TASK INSTRUCTIONS | All that should appear is the line containing "jersey number 71" and the lines after it in the records below, each reproduced exactly.

DATA TO PROCESS START

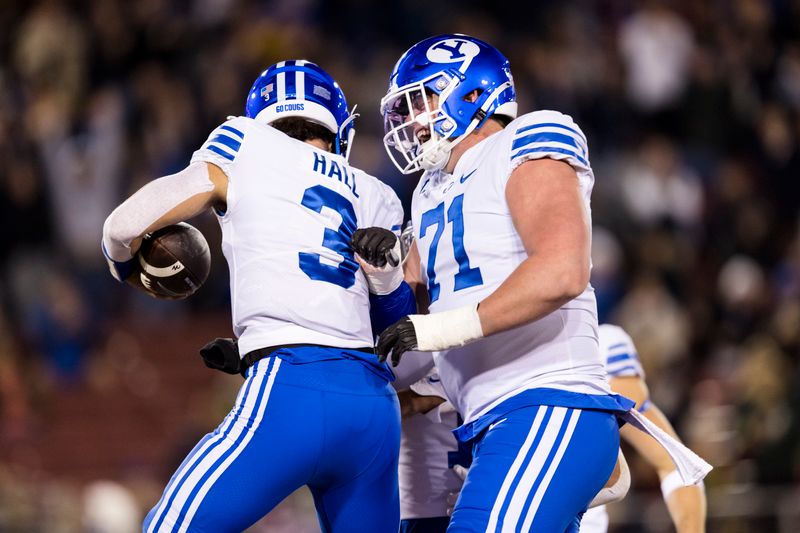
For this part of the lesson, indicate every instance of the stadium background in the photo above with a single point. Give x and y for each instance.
(692, 111)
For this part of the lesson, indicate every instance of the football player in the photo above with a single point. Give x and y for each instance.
(502, 228)
(426, 448)
(316, 407)
(686, 504)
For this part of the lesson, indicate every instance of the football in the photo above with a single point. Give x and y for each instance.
(173, 261)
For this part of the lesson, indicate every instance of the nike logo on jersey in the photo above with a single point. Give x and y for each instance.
(465, 177)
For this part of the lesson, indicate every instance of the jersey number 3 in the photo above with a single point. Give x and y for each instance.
(467, 276)
(338, 240)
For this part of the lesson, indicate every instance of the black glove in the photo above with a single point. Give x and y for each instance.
(398, 338)
(375, 246)
(222, 354)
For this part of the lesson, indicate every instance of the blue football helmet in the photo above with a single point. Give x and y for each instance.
(300, 88)
(451, 67)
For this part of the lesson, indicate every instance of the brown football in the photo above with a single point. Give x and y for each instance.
(173, 261)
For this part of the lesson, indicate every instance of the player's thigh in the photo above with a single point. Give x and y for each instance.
(425, 525)
(260, 454)
(582, 472)
(355, 488)
(527, 456)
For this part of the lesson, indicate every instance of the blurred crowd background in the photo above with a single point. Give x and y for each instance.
(692, 111)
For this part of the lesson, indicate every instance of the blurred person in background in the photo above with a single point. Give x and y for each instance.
(686, 504)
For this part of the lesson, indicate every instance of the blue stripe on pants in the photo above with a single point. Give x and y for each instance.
(570, 462)
(306, 416)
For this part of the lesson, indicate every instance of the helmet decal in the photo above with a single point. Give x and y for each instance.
(300, 88)
(441, 90)
(453, 51)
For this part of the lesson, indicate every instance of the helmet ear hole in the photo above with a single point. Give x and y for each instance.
(473, 96)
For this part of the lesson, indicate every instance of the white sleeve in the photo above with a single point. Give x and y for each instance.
(548, 134)
(619, 352)
(223, 145)
(132, 218)
(385, 209)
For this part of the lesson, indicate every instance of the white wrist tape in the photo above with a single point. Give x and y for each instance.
(448, 329)
(619, 489)
(673, 482)
(131, 218)
(386, 279)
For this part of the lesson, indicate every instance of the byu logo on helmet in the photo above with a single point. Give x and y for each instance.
(441, 90)
(452, 51)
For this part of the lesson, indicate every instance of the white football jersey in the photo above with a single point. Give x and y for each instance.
(468, 246)
(291, 210)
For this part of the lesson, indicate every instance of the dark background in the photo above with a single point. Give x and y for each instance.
(691, 109)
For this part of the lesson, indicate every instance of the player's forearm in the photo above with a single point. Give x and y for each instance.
(161, 202)
(687, 507)
(539, 286)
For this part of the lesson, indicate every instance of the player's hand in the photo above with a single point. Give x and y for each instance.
(120, 270)
(377, 246)
(222, 354)
(397, 339)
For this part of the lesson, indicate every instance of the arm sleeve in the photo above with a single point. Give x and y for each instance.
(385, 310)
(223, 145)
(548, 134)
(619, 353)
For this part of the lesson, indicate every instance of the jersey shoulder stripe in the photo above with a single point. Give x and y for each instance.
(225, 141)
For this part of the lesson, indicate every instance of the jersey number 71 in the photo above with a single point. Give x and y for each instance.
(467, 276)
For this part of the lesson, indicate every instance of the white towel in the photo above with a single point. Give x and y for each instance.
(691, 467)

DATA TO PROCESS END

RESULT BELOW |
For this part of the lesson, indicate every instance of the jersey number 71 in the photo above with a single point. Give x and y for each instance.
(467, 276)
For this part of the lesson, indicate every instance of the white towel in the photo above with a single point. Give x and y for each instance.
(691, 467)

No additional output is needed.